Extract:
#####
The wolf in me has soft eyes. Soft, wet, and all-seeing eyes that shift and glide across your landscapes, your faraways, your strongholds. This and that and yes and no. Wolf eyes that glass and glisten and narrow at the coming of a lie told by a suit straddling the bow of a faux boat. Understand. With this comes the promise of attention sharper than fangs, surprise larger than Red Riding Hood appetites, and understanding wider than an un-cocked jaw. A blink, a wink, and a roll.
Suspicion is a pigment in my eye.
The wolf in me is a patient hidden thing. Both introvert and extrovert, it shies in the noise and cries out in the quiet. A mute. A braggart. An introverted extrovert—it is the duality of the wolf. Destined to dig holes in the garden of my brain. Destined to deliver dinner to the table of my soul. Destined to wait and wait, and moment surf, and quiet riot, and bring the inappropriate snarl at your simple christening. Hide. Show. Cower. Rage.
Patience is the fur I wear.
The wolf in me howls long and strangled notes into the embrace of the darkest night. For joy. For release. For supper. This undocumented howl rises from a balled-up blanket in my heart and reaches out into the atmosphere, howling for injustice and pettiness and frustrated and meaningless actions. This is lament. This is reckoning. This is loneliness and placid love caught on a restless wind. The wolf howls at the yaw of it, the twisting anxiety in the lupine stomach—yearning to be truly known but terrified of being truly known.
Emotion is the self-inflicted bite I bear.
The wolf in me circles at the edge of the meadow, protected by the thick and forgiving forest. Stalking, pacing, resting on haunches to look across. The wolf, sniffing the air, noting the battlements, making the plan. The watch of it, the scanning of fences for holes and ways in. The wolf cannot bull-at-a-gate it. The wolf must opportunity knock. Leaping, bounding, salivating. Come out, come out, wherever you are! The wolf in me races across open spaces, wild grasses whipping at limbs and depositing ticks.
Persistence is the tail I wag.
The wolf in me is suppressed by the sheep. The comfort of the wool pulled over eyes, the fleece, wrapped around sagging shoulders. Safety comes in numbers and bleats and flocks and meadow meanders to nowhere in particular. The fleece hides the twitching flesh, the sharp claws, and the grinding teeth. The wolf in me is afraid of humans. Has been hunted to the periphery of extinction. In my angst, the wolf in me retreats to the safety of the sheep.
Fear is the mange I manage.
#####
Data for analysis:
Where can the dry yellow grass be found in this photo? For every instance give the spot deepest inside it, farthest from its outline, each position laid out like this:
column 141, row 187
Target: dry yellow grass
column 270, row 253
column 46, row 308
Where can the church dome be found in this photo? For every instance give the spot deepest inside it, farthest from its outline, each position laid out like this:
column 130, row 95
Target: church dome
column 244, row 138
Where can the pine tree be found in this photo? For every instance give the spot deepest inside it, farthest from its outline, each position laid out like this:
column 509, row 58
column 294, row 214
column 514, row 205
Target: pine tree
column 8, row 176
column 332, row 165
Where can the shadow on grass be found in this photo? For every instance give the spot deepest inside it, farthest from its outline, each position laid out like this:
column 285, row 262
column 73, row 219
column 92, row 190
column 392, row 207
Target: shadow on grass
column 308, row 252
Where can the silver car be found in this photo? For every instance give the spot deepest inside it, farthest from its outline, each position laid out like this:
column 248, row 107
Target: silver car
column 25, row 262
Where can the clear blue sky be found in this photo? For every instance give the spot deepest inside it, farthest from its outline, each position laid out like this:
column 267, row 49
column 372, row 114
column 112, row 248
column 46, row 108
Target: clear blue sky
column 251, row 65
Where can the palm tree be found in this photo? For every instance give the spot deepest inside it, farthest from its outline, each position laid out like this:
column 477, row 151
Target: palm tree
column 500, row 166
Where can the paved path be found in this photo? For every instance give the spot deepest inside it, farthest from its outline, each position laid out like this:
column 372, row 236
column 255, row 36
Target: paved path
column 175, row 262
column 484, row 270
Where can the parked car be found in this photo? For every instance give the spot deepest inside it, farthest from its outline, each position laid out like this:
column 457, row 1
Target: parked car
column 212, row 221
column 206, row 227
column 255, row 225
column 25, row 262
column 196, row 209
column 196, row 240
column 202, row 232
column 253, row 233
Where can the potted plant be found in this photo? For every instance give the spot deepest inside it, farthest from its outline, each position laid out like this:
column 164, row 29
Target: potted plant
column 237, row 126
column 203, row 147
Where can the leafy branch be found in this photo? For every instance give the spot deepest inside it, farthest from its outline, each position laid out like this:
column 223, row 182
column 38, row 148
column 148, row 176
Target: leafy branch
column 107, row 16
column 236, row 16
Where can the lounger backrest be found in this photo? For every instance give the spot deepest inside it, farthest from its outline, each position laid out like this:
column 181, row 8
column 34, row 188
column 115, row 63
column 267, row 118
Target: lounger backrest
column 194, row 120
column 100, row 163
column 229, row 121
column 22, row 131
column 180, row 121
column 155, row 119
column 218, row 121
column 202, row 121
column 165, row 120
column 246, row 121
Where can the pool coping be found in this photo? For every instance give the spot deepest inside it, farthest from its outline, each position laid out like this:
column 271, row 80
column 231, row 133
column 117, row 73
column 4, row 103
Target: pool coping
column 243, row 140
#####
Task item:
Render the sentence "Patience is the fur I wear." from the wolf text in Spanish.

Answer to this task:
La paciencia es el pelaje que llevo.